▸ SUPPLIED PASSAGE:

┌────────

Given such nonsense from members of Congress and government regulators, “reform” could be dangerous for the industry and consumers who might see lower-quality products as a result. In fact, Schakowsky’s bill would impose a host of information mandates and taxes on the industry that will be expensive — particularly for the many small businesses selling specialty products — simply because lawmakers want to regulate all possible “hazards.”
There have been few problems caused by cosmetics under existing law to warrant such an extreme regulatory approach. Still bill supporters point to one case where a hair product — the Brazilian Blowout — caused irritations and other health problems. But the problem did not result because existing law is too weak but because the product did not comply with it. Fortunately, the issue was resolved using existing regulatory authorities. See more on that the “Brazilian Blowout” in CEI’s paper on cosmetics, which addresses the issue in detail within the appendix.
In addition, the bill would demand that companies prove that their products pose “reasonable certainty of no harm,” which essentially amounts to a zero risk standard — technically impossible to meet. EPA applies that standard to pesticides, and as a result, has removed many valuable pesticide uses despite little evidence of any problems.
The final result of the cosmetics “reform” may be the elimination of valuable products, increasing health risks. For example, what might happen if regulators ban formaldehyde, which is used as a preservative in cosmetics? Some products may spoil exposing consumers to infectious agents. That’s exactly what happened with one company, Arbonne International, removed it from their products in an effort to be “green” (see CEI paper for details).

└────────

▸ RECORD SET:

┌────────

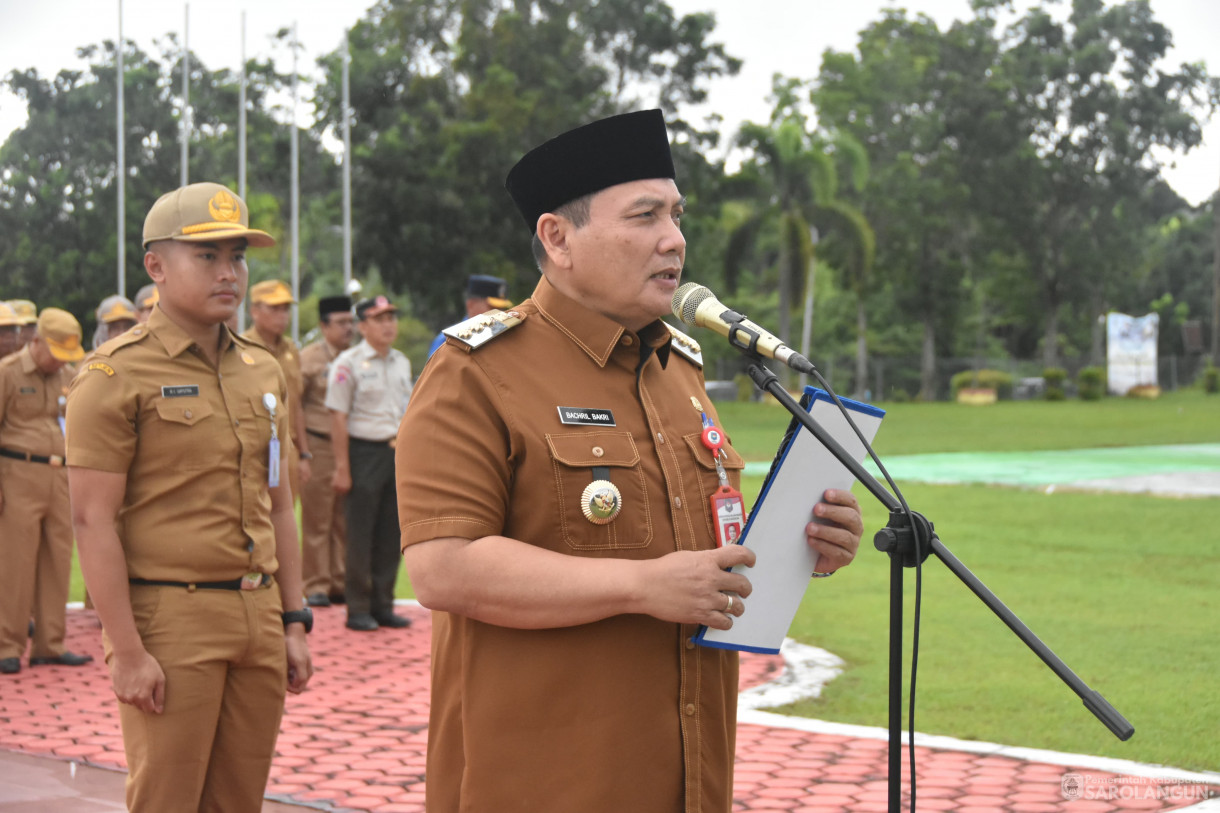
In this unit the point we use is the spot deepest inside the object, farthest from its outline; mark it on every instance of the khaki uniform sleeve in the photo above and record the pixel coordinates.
(453, 455)
(101, 418)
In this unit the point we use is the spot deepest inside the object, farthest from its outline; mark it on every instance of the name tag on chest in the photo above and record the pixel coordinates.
(586, 416)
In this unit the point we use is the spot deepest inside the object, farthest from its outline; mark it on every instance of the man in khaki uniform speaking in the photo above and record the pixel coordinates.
(554, 492)
(176, 446)
(270, 313)
(34, 527)
(323, 524)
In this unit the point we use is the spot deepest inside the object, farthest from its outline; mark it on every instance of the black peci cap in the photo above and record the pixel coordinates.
(333, 305)
(631, 147)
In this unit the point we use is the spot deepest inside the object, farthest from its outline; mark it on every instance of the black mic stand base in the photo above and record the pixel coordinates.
(908, 542)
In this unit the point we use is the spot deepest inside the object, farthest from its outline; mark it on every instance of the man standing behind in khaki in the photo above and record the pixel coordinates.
(34, 495)
(270, 313)
(323, 526)
(186, 527)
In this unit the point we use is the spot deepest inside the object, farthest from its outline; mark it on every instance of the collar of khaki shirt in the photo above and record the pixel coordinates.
(593, 332)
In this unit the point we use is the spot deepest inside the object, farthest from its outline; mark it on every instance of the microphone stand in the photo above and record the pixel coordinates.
(908, 547)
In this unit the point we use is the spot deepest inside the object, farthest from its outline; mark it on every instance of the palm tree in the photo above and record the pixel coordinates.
(791, 183)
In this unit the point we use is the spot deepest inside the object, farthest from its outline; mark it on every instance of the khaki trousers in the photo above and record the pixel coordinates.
(226, 675)
(35, 557)
(323, 525)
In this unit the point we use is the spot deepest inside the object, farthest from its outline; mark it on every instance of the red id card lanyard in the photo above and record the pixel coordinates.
(727, 507)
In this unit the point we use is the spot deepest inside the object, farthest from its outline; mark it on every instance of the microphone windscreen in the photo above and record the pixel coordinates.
(687, 299)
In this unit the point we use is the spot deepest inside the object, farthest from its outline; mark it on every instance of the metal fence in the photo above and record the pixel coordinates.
(898, 377)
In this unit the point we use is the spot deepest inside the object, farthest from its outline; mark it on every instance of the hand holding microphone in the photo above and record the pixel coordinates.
(697, 307)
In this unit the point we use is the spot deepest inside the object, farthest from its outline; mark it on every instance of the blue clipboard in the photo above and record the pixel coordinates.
(800, 474)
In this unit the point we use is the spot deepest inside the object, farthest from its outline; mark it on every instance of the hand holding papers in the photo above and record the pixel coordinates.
(800, 474)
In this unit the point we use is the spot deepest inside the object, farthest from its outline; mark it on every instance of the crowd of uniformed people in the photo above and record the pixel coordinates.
(548, 487)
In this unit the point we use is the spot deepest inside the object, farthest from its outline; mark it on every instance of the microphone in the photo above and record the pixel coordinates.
(697, 307)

└────────

▸ WHAT IS BEING ASKED: From the cosmetics passage, quote the stretch from "In addition, the" through "of any problems.". The items were taken from a different source than the cosmetics passage.

▸ EXERCISE RESPONSE:
In addition, the bill would demand that companies prove that their products pose “reasonable certainty of no harm,” which essentially amounts to a zero risk standard — technically impossible to meet. EPA applies that standard to pesticides, and as a result, has removed many valuable pesticide uses despite little evidence of any problems.